Simplicity also reduces size. Mirrorless systems place a priority on small size, and the contrast detection system does not require the additional light paths, prisms, mirrors and lenses that a phase contrast system does. This is a critical advantage for the small interchangeable lens cameras we’re starting to see enter the market, all of which use contrast detection.

The second advantage is that contrast assessment can use the image sensor itself to determine focus. There is not a separate light path with prisms, mirrors, etc. that all could be less than perfectly calibrated to the sensor. During contrast assessment autofocus, the sensor is evaluating the actual image it receives, not a separate image that should be (and should be doesn’t mean the same as is) accurately calibrated to the sensor.

For this reason contrast detection, when using the image sensor, provides more reliably accurate autofocus than does the more common phase detection system. The key work here is “when using the image sensor for contrast detection”. Olympus and Sony standard-sized (not mirrorless) SLRs use a second, smaller sensor in a separate light path to generate the Live View image and provide contrast assessment. Like any calibrated system, it’s possible for the second sensor to not be accurately calibrated to the image sensor.

Material:
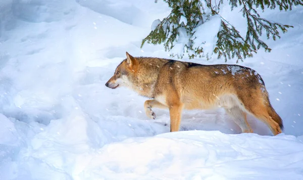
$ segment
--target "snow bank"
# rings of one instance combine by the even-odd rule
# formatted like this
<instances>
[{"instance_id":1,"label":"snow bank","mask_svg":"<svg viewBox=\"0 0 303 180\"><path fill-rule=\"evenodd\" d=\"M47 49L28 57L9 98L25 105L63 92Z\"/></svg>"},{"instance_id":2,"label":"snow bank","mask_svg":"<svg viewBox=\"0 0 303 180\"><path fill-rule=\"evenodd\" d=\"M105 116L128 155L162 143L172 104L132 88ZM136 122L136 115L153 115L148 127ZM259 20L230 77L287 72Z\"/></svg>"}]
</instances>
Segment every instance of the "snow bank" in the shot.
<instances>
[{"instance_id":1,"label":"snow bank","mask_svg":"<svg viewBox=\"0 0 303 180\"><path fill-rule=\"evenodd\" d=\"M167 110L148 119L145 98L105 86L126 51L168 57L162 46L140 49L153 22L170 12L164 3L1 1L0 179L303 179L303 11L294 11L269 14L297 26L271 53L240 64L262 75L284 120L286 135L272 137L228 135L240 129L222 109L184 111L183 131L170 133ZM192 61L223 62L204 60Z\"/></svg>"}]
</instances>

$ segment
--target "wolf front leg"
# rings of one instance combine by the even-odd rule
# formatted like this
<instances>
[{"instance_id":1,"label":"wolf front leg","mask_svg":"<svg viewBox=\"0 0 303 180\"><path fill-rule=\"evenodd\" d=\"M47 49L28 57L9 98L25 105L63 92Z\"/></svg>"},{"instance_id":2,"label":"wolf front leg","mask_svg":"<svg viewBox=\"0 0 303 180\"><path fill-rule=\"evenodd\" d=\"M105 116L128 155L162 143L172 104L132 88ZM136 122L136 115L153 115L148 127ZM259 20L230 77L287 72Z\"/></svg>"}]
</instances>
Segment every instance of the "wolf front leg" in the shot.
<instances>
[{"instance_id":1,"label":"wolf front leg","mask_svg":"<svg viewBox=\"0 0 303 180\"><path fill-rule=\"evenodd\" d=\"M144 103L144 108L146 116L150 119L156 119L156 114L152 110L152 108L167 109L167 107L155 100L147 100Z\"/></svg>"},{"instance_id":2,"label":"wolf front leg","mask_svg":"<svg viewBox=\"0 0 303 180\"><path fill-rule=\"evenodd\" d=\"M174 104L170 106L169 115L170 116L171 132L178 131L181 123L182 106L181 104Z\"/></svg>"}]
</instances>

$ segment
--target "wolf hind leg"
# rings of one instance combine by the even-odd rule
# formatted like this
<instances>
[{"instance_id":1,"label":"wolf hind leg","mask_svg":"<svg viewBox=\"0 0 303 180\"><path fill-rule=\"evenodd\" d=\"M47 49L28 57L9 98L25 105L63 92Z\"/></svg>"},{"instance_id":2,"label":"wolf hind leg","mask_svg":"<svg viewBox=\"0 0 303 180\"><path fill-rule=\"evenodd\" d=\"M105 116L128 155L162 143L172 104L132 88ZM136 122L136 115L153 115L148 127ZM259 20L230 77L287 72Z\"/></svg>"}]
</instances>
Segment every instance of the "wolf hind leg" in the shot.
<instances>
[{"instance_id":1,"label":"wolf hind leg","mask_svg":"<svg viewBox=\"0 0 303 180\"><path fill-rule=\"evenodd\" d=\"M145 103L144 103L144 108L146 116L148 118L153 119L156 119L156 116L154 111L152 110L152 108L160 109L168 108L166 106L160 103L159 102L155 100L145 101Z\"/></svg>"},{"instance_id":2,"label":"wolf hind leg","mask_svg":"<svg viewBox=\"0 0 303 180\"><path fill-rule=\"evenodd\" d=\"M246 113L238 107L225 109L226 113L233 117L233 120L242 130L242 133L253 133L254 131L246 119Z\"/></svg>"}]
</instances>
...
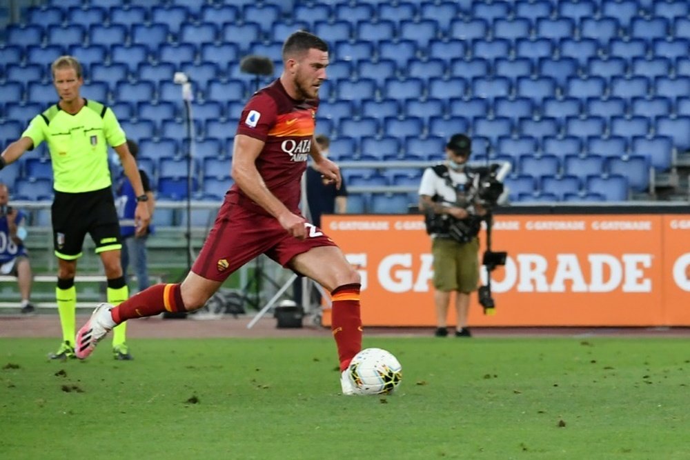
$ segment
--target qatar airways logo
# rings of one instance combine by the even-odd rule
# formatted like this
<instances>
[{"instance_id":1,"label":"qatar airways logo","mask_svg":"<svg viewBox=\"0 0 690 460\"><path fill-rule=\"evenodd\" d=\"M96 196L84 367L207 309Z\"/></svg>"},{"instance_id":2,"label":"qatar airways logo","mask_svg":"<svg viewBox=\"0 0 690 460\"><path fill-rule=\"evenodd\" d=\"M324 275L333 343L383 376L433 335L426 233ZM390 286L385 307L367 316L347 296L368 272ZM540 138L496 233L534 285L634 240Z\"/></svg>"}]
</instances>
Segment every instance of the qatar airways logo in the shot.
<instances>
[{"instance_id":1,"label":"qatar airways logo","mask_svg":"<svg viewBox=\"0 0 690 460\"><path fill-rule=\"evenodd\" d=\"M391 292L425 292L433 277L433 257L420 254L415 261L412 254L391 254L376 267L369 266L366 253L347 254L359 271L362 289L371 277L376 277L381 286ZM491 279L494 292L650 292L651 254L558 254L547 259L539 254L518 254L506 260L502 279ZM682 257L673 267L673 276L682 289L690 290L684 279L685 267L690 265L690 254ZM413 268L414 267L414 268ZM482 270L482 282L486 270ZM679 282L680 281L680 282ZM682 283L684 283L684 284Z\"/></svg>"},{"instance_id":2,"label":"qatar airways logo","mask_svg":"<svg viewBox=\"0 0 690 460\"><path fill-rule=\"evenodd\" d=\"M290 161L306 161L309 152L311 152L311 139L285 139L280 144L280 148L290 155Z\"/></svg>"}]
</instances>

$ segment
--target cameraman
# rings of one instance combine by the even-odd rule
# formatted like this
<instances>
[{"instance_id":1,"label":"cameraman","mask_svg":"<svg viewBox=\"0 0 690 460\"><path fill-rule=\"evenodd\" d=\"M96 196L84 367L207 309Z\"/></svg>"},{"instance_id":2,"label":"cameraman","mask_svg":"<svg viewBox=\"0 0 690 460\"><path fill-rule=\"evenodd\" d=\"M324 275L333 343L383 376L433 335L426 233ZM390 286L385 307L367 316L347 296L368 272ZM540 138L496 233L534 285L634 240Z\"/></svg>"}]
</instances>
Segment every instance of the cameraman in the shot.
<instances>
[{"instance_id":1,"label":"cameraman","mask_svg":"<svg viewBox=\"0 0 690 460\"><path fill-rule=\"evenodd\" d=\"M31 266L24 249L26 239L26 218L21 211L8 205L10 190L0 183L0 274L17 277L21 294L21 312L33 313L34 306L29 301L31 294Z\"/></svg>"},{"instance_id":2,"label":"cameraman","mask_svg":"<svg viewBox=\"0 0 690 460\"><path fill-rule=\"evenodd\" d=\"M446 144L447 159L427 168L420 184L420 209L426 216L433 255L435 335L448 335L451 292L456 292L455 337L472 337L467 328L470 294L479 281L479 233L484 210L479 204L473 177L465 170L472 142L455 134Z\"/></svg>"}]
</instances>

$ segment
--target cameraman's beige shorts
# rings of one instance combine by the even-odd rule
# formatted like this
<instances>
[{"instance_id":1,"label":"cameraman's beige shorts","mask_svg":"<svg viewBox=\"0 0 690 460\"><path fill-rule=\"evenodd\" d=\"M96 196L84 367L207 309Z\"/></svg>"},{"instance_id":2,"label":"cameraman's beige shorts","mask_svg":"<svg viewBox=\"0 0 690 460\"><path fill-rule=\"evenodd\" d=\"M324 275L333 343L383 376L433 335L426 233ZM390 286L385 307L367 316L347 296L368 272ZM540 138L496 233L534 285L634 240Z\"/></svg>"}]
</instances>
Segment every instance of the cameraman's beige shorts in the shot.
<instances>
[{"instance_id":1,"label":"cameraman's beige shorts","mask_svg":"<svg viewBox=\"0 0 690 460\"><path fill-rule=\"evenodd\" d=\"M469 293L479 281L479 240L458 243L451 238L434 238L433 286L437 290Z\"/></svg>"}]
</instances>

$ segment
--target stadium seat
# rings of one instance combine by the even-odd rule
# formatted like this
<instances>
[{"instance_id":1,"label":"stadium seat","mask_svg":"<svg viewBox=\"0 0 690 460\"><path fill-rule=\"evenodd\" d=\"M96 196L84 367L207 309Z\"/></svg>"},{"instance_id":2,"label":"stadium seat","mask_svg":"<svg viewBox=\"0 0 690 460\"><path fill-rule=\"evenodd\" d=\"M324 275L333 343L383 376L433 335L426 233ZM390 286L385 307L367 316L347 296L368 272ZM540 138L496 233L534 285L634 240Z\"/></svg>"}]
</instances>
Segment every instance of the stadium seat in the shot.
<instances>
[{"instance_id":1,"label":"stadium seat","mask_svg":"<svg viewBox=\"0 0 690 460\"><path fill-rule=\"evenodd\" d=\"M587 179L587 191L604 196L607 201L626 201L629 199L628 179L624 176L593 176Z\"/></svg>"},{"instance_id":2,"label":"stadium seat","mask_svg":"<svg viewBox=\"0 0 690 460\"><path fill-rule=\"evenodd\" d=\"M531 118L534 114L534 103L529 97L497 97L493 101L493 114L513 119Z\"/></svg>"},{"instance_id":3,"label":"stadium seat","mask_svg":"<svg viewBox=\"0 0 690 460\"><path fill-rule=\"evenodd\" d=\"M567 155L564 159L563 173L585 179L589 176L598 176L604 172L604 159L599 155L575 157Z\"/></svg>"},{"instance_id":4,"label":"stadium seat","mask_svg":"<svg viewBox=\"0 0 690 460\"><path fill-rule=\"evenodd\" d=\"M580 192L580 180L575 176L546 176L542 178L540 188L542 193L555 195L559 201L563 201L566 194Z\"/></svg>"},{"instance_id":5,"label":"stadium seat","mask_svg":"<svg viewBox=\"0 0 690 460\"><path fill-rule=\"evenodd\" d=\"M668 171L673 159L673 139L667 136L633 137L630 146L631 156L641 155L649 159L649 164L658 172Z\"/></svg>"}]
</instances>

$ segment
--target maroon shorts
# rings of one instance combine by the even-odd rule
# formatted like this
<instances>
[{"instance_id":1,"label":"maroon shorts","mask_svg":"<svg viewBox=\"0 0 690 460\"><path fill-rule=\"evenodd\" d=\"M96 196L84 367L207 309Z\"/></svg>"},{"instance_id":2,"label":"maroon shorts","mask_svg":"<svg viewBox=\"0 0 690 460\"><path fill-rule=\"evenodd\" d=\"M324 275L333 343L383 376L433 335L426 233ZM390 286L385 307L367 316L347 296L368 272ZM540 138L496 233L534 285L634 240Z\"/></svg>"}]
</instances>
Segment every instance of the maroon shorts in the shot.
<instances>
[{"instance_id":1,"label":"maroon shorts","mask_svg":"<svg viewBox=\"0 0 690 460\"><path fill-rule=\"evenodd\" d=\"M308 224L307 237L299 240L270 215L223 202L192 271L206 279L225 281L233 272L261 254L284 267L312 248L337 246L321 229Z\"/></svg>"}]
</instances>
--
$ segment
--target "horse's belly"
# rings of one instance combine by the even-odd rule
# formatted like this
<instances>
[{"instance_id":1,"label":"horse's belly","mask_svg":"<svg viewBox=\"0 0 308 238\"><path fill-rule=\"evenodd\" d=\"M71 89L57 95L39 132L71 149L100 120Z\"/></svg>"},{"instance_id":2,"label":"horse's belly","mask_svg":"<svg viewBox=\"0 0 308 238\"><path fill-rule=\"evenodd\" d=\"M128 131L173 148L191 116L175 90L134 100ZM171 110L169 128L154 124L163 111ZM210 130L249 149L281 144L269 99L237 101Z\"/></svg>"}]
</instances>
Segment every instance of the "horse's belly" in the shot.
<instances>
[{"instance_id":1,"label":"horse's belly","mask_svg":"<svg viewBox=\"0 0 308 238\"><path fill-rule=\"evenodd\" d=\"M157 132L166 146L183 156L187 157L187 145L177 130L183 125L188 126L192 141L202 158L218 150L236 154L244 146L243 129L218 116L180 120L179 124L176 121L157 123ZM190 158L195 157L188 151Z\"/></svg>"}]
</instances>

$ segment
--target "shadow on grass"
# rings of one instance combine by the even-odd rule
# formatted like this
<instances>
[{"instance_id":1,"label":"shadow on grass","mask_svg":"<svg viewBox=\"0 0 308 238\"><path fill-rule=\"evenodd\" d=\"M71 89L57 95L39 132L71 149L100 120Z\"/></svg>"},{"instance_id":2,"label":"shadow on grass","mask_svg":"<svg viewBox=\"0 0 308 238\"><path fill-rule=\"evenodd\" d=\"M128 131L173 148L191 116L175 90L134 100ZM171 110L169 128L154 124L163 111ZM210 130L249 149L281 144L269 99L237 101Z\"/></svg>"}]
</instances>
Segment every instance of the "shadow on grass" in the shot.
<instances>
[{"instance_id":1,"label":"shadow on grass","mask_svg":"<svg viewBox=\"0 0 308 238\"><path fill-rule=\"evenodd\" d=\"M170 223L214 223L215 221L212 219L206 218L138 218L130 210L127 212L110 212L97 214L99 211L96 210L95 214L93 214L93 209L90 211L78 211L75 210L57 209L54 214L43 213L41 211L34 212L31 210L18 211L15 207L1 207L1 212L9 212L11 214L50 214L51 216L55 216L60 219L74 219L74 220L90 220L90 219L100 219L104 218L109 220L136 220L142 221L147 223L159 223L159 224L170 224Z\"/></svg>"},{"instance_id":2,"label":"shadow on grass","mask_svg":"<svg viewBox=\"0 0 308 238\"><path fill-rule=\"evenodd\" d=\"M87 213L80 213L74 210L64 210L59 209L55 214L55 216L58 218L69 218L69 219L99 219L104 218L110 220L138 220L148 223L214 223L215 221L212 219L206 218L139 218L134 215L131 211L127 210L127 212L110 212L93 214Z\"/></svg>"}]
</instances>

Work instructions:
1. Reproduce word for word the part of the autofocus passage from "The second advantage" to "accurately calibrated to the sensor.".
2. Answer these about the autofocus passage:
(a) What autofocus method do all the small interchangeable lens cameras entering the market use?
(b) What does contrast assessment use to determine focus?
(c) Whose standard-sized SLRs use a second, smaller sensor to generate the Live View image?
The entries have nothing to do with the autofocus passage.

Answers for this exercise:
1.
The second advantage is that contrast assessment can use the image sensor itself to determine focus. There is not a separate light path with prisms, mirrors, etc. that all could be less than perfectly calibrated to the sensor. During contrast assessment autofocus, the sensor is evaluating the actual image it receives, not a separate image that should be (and should be doesn’t mean the same as is) accurately calibrated to the sensor.

2.
(a) Contrast detection.
(b) The image sensor itself.
(c) Olympus and Sony.